*** Exercise data ***

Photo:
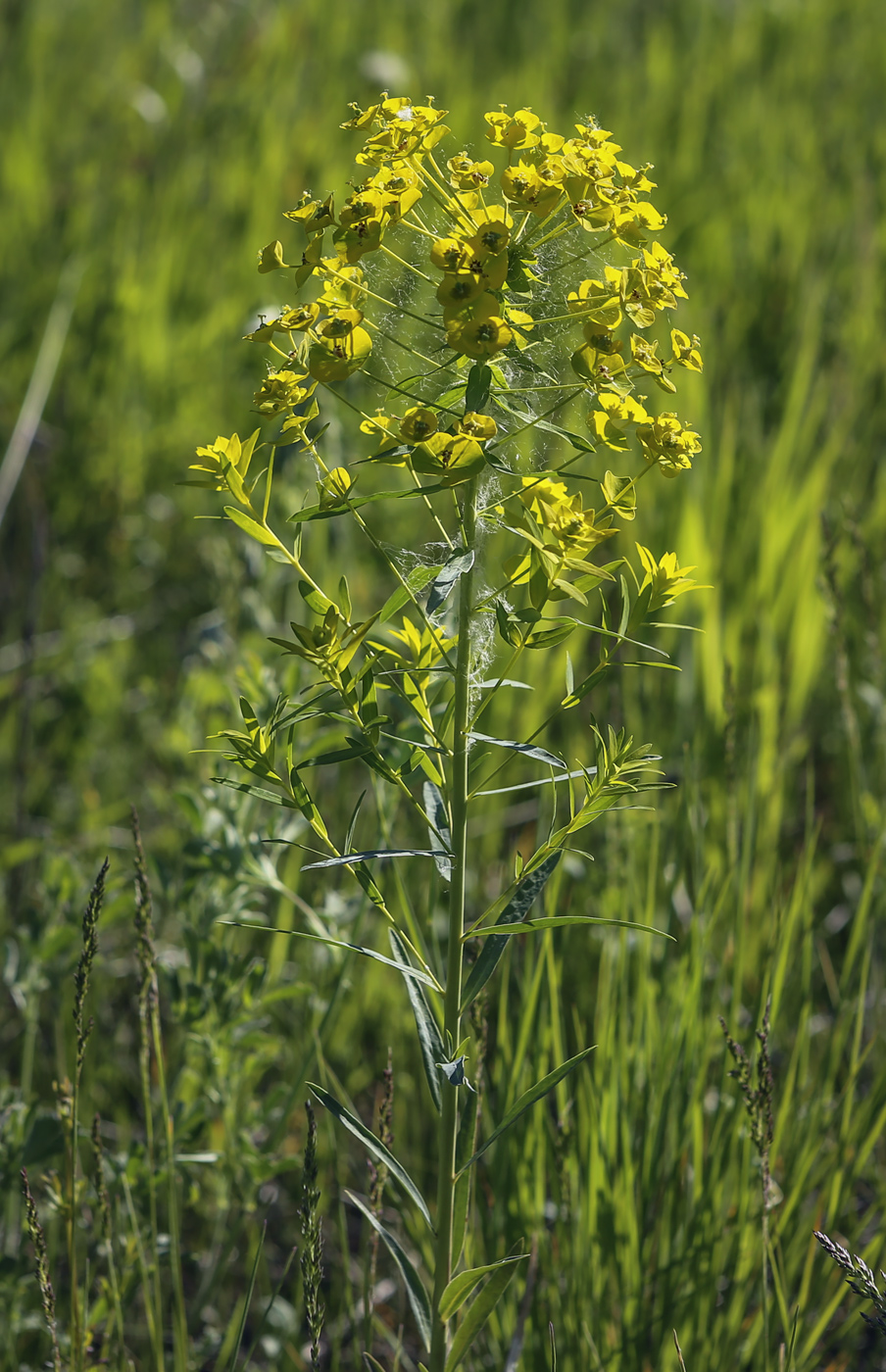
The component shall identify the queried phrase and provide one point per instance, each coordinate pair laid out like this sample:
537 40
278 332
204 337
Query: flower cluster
493 267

***

In case the records contain pictures, keep those out and repeat the rest exactly.

Photo:
The component shall identify the queried phrase and provide one point per instance, each coordinate pair laid out like this sample:
537 40
278 332
204 337
Query: flower cluster
493 267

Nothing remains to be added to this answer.